- Task description -
Gather each line of the material below that contains the string "jacket".

Lines of data
====

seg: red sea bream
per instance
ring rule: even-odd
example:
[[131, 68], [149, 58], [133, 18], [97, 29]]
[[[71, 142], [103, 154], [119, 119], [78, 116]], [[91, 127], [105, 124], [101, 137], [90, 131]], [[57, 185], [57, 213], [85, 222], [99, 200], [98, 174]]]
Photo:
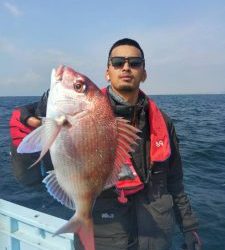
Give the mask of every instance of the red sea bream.
[[85, 250], [95, 249], [92, 207], [117, 181], [137, 132], [114, 116], [107, 96], [86, 76], [64, 66], [53, 70], [46, 118], [18, 152], [41, 151], [40, 160], [50, 150], [54, 170], [44, 183], [54, 198], [75, 210], [55, 234], [77, 233]]

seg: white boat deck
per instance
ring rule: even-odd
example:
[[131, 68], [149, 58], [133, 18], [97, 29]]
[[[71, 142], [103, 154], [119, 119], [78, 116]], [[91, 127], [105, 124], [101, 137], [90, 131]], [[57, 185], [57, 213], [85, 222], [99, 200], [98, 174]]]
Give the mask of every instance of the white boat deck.
[[0, 250], [74, 250], [73, 234], [52, 236], [65, 222], [0, 199]]

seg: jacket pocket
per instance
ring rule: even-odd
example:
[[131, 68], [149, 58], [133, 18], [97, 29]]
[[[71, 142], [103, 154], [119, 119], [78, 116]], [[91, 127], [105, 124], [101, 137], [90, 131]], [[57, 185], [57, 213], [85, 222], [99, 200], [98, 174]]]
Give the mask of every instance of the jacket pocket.
[[159, 228], [169, 230], [174, 228], [173, 198], [170, 194], [164, 194], [151, 202], [149, 209]]

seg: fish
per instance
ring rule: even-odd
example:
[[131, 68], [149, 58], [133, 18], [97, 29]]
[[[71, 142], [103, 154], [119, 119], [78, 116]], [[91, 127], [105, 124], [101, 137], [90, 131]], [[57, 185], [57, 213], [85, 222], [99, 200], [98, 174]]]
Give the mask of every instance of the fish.
[[52, 70], [46, 117], [27, 135], [18, 153], [49, 150], [54, 169], [43, 182], [60, 203], [75, 211], [54, 235], [76, 233], [94, 250], [92, 209], [98, 195], [115, 185], [140, 130], [115, 117], [109, 98], [71, 67]]

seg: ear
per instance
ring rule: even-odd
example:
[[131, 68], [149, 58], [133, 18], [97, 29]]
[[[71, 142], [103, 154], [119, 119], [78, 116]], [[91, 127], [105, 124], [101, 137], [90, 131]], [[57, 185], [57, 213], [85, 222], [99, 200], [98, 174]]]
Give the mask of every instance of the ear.
[[105, 72], [105, 79], [106, 79], [107, 82], [110, 82], [109, 70], [108, 69]]
[[141, 78], [141, 81], [144, 82], [144, 81], [146, 80], [146, 78], [147, 78], [147, 72], [146, 72], [146, 70], [144, 69], [143, 75], [142, 75], [142, 78]]

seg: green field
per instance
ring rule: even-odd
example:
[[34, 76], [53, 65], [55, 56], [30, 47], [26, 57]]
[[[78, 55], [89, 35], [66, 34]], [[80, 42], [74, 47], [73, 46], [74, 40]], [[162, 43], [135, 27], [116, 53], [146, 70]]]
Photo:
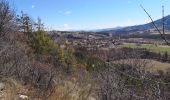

====

- Reply to the exercise -
seg: jacket pocket
Give the mask of every instance of the jacket pocket.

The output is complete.